■ Text section
● ● ● ● ●

Architecture of decoder

As a part of this research, a CNN-based unique and robust decoder is designed. The purpose of the decoder is to extract secret images from the stego images generated by any of the U-Net, V-Net, and U-Net++ based encoders.

As shown in Fig. 5, the decoder contains 11 convolution layers with different kernel sizes of 3 × 3, 4 × 4, and 5 × 5. Each kernel has multiple filters for enhancing the feature extraction capabilities of the decoder network. The convolution (CL) layers provide the feature maps as their outputs. The concatenation (CAT) of convolutional layers is performed to extract essential and useful semantic features from the feature maps⁴⁵. These features improve the learning of the model. The details of the output size and number of parameters at each layer are demonstrated in Table 2. In this, the first column gives the details of each layer of the network where conv is the convolution, and level shows the level of the convolution layer. The second column shows the output size obtained corresponding to each input layer. The last column indicates the number of parameters at each layer of the network.

Table 2 Structure of the decoder network .

Full size table

Training

In this research, the training and testing of the proposed architecture are carried out on a machine with RTX 2,080 Graphics Processing Unit (GPU) with 96 GB RAM and a 2 TB hard disk. The GPU runs with Ubuntu 16.04 operating system.

Dataset preparation

The dataset used for training the encoders and decoder is available online^46,47. The dataset comprises 6616 color images with 3 channels and dimensions of 256 × 256. To ensure robustness, the model is trained on the imagery dataset of different types.

The test dataset^46,47 comprising 250 images of various kinds is used to evaluate the model performance. While training, each of the U-Net, V-Net, and U-Net++ based encoders individually take a cover and a secret image as inputs and provides a corresponding stego image as an output. The decoder network is trained simultaneously to extract the secret image from the stego image. Equation (2) shows the convolution operation performed at each convolution layer of the decoder.

● ● ● ● ●

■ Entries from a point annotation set
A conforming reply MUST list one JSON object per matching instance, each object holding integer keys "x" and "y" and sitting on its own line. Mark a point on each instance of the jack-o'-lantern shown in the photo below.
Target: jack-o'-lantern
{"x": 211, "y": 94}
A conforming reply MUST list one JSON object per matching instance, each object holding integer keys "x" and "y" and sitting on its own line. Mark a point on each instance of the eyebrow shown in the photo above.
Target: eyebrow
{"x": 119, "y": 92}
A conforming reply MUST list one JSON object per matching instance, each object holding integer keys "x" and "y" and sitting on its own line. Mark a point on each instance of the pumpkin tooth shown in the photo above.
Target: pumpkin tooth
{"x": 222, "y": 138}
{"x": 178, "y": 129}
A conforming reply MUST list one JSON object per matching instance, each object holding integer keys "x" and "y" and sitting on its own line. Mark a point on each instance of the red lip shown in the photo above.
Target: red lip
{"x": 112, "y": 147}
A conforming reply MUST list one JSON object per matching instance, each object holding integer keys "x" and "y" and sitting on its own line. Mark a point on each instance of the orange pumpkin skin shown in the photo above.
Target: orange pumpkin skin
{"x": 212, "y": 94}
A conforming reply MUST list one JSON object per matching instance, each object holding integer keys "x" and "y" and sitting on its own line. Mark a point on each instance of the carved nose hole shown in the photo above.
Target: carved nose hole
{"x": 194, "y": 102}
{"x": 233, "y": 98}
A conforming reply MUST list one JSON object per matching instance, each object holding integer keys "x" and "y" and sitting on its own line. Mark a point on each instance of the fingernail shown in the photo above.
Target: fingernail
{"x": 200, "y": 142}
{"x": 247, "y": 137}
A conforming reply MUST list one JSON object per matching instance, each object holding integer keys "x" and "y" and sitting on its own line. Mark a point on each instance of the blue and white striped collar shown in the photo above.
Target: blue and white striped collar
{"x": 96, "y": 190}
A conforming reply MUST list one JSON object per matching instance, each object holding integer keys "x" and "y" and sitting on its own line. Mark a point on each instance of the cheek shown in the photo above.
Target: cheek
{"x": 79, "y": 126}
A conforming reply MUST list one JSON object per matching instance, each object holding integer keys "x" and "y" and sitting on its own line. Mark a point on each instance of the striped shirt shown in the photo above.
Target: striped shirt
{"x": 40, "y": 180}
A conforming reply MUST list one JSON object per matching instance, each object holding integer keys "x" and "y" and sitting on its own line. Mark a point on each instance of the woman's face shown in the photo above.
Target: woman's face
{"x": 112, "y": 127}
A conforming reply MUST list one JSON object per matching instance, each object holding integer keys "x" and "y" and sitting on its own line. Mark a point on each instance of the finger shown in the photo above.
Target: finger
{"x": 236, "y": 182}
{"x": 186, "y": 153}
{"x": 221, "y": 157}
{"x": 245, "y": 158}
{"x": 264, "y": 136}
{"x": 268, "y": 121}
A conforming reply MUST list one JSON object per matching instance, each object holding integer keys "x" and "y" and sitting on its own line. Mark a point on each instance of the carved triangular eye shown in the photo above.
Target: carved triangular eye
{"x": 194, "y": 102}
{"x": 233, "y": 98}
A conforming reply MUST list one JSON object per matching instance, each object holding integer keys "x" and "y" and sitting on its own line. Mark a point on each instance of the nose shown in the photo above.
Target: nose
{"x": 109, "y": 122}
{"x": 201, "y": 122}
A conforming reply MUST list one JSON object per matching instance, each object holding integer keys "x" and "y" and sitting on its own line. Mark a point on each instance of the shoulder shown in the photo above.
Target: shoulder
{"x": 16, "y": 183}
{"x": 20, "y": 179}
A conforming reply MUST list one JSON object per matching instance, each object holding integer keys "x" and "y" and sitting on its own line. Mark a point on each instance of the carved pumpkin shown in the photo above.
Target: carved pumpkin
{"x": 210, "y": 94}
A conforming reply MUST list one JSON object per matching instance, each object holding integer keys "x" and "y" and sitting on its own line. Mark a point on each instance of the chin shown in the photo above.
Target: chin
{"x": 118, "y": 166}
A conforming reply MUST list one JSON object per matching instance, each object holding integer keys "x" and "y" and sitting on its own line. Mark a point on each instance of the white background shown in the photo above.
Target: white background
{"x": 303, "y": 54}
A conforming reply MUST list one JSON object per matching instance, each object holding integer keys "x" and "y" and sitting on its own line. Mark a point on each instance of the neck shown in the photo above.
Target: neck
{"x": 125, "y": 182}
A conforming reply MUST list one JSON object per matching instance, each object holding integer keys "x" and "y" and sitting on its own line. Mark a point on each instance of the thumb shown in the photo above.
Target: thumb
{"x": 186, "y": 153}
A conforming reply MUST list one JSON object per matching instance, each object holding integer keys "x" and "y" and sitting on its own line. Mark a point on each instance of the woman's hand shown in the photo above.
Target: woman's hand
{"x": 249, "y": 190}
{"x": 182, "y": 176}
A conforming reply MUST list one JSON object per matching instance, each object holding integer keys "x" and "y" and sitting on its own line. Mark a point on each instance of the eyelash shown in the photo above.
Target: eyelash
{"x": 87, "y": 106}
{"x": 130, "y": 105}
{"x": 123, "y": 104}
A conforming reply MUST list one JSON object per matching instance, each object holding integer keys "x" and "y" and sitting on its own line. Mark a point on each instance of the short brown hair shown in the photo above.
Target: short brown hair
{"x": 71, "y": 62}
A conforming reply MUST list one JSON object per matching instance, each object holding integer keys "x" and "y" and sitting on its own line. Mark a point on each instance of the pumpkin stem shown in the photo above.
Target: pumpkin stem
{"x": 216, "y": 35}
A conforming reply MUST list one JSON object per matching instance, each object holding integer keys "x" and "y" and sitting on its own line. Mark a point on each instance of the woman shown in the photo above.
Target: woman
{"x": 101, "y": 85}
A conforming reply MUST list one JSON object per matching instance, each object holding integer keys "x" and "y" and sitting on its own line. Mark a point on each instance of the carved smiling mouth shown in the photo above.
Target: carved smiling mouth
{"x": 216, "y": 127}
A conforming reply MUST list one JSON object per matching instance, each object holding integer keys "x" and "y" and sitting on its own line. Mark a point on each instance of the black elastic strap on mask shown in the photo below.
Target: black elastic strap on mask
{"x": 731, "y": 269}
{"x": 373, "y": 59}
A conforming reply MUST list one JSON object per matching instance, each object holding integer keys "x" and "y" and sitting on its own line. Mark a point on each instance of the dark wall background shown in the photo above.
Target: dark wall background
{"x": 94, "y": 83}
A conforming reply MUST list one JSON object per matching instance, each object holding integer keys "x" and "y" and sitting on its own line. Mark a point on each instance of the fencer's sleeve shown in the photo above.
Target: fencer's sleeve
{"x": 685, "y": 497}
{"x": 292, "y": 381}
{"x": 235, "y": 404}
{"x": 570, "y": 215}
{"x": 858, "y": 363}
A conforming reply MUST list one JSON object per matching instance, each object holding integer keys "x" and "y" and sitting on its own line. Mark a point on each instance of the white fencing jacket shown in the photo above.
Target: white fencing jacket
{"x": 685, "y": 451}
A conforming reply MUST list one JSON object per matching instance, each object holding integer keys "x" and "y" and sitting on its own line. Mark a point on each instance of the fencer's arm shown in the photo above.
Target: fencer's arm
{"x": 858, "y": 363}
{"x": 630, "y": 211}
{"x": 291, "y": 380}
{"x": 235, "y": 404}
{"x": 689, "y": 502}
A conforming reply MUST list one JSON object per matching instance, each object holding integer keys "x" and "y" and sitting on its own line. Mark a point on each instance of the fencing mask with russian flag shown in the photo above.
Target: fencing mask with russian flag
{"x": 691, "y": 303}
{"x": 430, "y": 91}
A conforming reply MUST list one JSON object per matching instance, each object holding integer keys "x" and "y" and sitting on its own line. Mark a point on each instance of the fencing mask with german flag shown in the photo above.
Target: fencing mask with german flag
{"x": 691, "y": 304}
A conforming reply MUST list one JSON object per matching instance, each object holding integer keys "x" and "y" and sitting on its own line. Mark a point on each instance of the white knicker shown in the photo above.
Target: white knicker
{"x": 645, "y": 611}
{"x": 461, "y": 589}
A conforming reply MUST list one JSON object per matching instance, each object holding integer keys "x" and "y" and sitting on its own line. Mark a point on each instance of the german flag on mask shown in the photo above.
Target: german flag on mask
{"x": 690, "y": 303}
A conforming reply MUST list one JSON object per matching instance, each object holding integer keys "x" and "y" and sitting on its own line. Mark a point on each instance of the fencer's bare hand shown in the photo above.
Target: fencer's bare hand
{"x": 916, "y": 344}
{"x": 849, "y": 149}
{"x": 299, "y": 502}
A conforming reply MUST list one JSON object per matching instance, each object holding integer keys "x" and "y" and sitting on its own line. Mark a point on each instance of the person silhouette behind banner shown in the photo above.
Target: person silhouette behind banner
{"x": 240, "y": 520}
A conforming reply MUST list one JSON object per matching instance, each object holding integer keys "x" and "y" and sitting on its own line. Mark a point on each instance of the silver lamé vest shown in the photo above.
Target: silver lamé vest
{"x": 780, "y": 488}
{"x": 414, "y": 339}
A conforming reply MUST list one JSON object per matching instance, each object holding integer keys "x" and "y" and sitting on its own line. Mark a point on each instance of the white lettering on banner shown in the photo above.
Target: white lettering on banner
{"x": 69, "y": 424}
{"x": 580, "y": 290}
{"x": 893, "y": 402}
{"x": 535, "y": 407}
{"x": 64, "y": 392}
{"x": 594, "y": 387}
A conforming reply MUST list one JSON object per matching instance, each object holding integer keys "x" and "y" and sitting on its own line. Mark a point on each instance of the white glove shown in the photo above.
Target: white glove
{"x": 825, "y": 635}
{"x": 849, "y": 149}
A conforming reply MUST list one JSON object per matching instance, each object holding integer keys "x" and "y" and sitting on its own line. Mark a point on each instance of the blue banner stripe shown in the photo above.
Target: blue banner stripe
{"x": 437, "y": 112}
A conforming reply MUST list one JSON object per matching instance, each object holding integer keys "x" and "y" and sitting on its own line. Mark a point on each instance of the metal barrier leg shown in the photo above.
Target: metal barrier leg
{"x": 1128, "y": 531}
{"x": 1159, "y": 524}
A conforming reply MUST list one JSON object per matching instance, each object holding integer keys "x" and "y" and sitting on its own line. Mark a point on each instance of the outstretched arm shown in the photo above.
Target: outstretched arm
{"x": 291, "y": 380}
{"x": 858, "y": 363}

● ● ● ● ●

■ Task details
Retype the part of the decoder architecture text that begins at the words "Table 2 Structure" and stops after "16.04 operating system.".

■ Task solution
Table 2 Structure of the decoder network .

Full size table

Training

In this research, the training and testing of the proposed architecture are carried out on a machine with RTX 2,080 Graphics Processing Unit (GPU) with 96 GB RAM and a 2 TB hard disk. The GPU runs with Ubuntu 16.04 operating system.